Pakistani students resume studies after floods

Hundreds of Pakistani students affected by severe floods in 2022 can now resume their education, thanks to U.S. scholarships.

The 500 new scholarships U.S. Ambassador to Pakistan Donald Blome announced March 7 for university students affected by devastating 2022 floods build on long-standing U.S. support for Pakistan’s schools and universities.

“Pakistan has suffered from catastrophic floods where millions of people lost their homes and livelihoods,” Pakistan’s Federal Minister of Planning Ahsan Iqbal said. “We welcome U.S. support for flood-affected students.”

In 2022, heavy monsoon rains caused flooding and landslides in Pakistan, displacing hundreds of thousands of people. The U.S. government has pledged more than $200 million in assistance for Pakistan’s flood recovery since August 2022.

The funding provided for immediate needs, such as food, drinking water, nutrition and shelter assistance. It also will help Pakistan rebuild damaged infrastructure and invest in clean energy, disease surveillance and economic growth.

The new scholarships for university students continue ongoing U.S. support for Pakistan’s schools and economic growth, according to Pakistan’s Higher Education Commission chairman, Dr. Mukhtar Ahmed.

++++++++++

▶ [TASK GOAL]:
Rewrite the passage of the flood scholarship article that begins with "In 2022, heavy" and ends with "Dr. Mukhtar Ahmed.", replacing "clean energy" with "renewable energy".

Stored items
++++++++++

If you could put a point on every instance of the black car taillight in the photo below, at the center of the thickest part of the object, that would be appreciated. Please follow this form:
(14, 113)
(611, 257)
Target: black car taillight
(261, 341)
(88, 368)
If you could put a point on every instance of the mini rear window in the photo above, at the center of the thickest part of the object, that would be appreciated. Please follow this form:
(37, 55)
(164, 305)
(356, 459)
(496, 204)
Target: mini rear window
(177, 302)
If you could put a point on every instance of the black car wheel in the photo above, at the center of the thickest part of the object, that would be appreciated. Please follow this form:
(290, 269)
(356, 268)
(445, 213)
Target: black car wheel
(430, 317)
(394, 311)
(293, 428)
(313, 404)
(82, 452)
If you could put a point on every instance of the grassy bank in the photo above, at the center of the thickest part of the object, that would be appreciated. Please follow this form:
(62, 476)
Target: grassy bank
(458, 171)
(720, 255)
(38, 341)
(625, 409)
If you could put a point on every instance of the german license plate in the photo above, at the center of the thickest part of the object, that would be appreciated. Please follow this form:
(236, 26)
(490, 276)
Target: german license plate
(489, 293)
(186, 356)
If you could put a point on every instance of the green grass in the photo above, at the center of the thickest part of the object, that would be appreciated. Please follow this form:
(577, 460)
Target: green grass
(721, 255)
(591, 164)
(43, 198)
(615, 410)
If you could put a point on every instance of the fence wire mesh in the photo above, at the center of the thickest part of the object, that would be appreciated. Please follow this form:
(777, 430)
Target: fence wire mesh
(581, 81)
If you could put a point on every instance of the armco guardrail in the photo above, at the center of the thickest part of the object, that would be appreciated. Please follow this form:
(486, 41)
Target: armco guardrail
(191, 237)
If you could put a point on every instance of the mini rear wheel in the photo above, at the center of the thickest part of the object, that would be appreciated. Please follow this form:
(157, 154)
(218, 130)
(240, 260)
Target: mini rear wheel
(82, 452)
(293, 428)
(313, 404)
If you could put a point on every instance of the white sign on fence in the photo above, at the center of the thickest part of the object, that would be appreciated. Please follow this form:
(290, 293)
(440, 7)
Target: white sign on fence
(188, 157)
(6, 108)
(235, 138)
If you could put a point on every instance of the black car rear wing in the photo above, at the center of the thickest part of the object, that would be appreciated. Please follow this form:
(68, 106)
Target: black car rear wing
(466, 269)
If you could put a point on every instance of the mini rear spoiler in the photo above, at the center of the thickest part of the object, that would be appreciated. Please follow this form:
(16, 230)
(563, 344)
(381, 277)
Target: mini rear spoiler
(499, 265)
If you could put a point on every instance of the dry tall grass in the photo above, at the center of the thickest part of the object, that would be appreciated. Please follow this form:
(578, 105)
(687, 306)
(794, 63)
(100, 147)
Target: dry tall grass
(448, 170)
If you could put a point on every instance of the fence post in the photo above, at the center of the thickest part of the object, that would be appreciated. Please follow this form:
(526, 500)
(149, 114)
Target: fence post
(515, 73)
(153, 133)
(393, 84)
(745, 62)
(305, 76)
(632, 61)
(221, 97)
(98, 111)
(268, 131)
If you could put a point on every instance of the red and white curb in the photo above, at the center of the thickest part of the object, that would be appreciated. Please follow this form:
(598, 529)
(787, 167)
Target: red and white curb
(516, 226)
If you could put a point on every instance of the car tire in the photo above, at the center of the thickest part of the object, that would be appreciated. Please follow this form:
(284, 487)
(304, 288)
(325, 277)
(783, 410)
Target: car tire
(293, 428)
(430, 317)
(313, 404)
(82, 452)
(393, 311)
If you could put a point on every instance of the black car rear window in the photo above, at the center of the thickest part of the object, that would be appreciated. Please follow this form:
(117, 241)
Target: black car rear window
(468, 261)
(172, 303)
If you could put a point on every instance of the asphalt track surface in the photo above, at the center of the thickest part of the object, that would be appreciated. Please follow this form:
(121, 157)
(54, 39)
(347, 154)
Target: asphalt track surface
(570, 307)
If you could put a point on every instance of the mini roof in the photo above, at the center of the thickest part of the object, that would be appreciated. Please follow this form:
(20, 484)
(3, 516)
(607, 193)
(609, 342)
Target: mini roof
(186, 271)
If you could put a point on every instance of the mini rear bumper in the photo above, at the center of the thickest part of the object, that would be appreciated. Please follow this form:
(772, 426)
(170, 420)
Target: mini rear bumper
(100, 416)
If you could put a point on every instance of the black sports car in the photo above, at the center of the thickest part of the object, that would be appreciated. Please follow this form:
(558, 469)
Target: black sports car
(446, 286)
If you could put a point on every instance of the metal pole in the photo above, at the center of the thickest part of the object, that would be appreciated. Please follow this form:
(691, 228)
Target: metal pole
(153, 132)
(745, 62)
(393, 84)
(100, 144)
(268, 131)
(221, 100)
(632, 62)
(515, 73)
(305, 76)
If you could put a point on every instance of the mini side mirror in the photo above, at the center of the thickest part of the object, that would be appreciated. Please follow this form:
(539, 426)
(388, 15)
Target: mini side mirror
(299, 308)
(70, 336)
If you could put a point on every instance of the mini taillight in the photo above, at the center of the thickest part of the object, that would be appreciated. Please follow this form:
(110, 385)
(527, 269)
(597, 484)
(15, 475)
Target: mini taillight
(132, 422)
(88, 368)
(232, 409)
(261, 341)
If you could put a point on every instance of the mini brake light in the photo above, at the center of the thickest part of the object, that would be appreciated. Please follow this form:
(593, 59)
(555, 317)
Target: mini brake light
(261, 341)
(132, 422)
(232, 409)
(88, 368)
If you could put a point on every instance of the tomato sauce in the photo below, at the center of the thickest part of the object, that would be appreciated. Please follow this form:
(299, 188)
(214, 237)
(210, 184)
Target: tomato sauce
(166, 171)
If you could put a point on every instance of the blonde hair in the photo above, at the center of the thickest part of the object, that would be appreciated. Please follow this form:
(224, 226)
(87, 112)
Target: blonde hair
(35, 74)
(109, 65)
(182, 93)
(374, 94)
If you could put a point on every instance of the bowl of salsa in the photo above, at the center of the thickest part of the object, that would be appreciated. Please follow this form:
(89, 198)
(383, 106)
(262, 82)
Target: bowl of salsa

++++++++++

▶ [WRITTEN ANSWER]:
In 2022, heavy monsoon rains caused flooding and landslides in Pakistan, displacing hundreds of thousands of people. The U.S. government has pledged more than $200 million in assistance for Pakistan’s flood recovery since August 2022.

The funding provided for immediate needs, such as food, drinking water, nutrition and shelter assistance. It also will help Pakistan rebuild damaged infrastructure and invest in renewable energy, disease surveillance and economic growth.

The new scholarships for university students continue ongoing U.S. support for Pakistan’s schools and economic growth, according to Pakistan’s Higher Education Commission chairman, Dr. Mukhtar Ahmed.